Written exercise
In the article below on MCUs and SoC FPGAs, what are SoC FPGAs defined as?

Extracted text
■ ■ ■ ■ ■
MCUs or SoC FPGAs? Which is the Best Solution for Your Application?

作者:Warren Miller

投稿人:电子产品

The challenge to MCUs for application dominance has begun. Field Programmable Logic Devices (FPGAs) with on-chip fixed-function processing subsystems, aka System on Chip (SoC) FPGAs, have recently emerged as potential contenders for high-end processing applications. Which raises the question: As application performance requirements continue to increase will SoC FPGAs become challengers in a wider set of applications or will MCUs evolve to better compete against SoC FPGAs?  If you are contemplating a new design, what approach is best for you today — an MCU or an SoC FPGA?

This article will quickly review some of the key advantages and disadvantages SoC FPGAs have when compared to MCUs. It will also explore some of the recent innovations in MCUs that make them more flexible and better able to counter some of the key advantages SoC FPGAs provide. Armed with this information you will be better able to select between an MCU and an SoC FPGA in your next design.
■ ■ ■ ■ ■
Data lines
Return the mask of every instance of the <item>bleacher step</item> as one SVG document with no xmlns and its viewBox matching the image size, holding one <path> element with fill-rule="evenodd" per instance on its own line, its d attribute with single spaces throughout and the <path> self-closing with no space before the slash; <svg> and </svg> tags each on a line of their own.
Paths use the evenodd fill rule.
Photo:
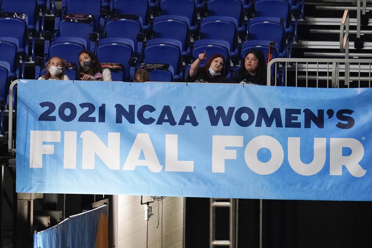
<svg viewBox="0 0 372 248">
<path fill-rule="evenodd" d="M 34 215 L 33 225 L 48 227 L 50 225 L 50 216 Z"/>
<path fill-rule="evenodd" d="M 50 217 L 50 225 L 57 225 L 62 220 L 62 211 L 55 210 L 38 210 L 33 211 L 33 214 L 39 216 L 48 216 Z"/>
<path fill-rule="evenodd" d="M 305 20 L 299 20 L 298 25 L 337 26 L 339 26 L 342 19 L 342 18 L 334 18 L 307 16 Z M 356 18 L 350 18 L 349 23 L 350 26 L 356 26 Z M 372 26 L 372 19 L 368 19 L 368 26 Z"/>
</svg>

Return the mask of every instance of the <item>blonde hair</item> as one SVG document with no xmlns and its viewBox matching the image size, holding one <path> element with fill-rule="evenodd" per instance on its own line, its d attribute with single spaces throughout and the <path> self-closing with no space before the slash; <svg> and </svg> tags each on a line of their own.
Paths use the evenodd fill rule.
<svg viewBox="0 0 372 248">
<path fill-rule="evenodd" d="M 148 82 L 150 80 L 150 75 L 147 71 L 141 69 L 136 72 L 133 79 L 135 82 L 137 83 Z"/>
<path fill-rule="evenodd" d="M 48 80 L 49 78 L 51 77 L 50 73 L 49 72 L 49 71 L 46 70 L 46 68 L 48 67 L 48 65 L 49 65 L 49 64 L 50 63 L 50 61 L 52 59 L 55 58 L 59 58 L 61 59 L 61 61 L 62 61 L 62 64 L 61 65 L 61 67 L 62 67 L 62 73 L 58 75 L 58 78 L 60 80 L 63 80 L 63 76 L 65 75 L 65 66 L 66 66 L 66 63 L 67 62 L 65 60 L 62 58 L 57 56 L 55 56 L 52 58 L 51 58 L 50 59 L 48 60 L 48 61 L 46 62 L 46 64 L 45 65 L 45 69 L 46 70 L 46 73 L 42 76 L 42 77 L 44 78 L 44 79 L 45 80 Z"/>
</svg>

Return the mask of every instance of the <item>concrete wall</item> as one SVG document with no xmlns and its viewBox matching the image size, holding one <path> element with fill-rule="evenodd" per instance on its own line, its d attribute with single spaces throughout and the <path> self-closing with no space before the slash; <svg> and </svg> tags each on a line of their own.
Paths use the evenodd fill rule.
<svg viewBox="0 0 372 248">
<path fill-rule="evenodd" d="M 143 201 L 150 201 L 144 197 Z M 163 247 L 182 248 L 183 233 L 183 197 L 166 197 L 163 201 Z M 143 248 L 146 247 L 146 222 L 143 206 L 138 196 L 119 196 L 119 248 Z M 148 247 L 161 247 L 161 203 L 151 203 L 154 214 L 148 222 Z M 160 210 L 159 215 L 158 210 Z M 158 217 L 160 217 L 159 226 Z"/>
</svg>

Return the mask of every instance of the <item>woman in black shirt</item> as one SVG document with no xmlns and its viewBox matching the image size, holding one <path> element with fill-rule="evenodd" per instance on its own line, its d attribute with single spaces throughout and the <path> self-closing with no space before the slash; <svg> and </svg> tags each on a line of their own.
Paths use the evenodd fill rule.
■ ■ ■ ■ ■
Task result
Field Programmable Logic Devices (FPGAs) with on-chip fixed-function processing subsystems.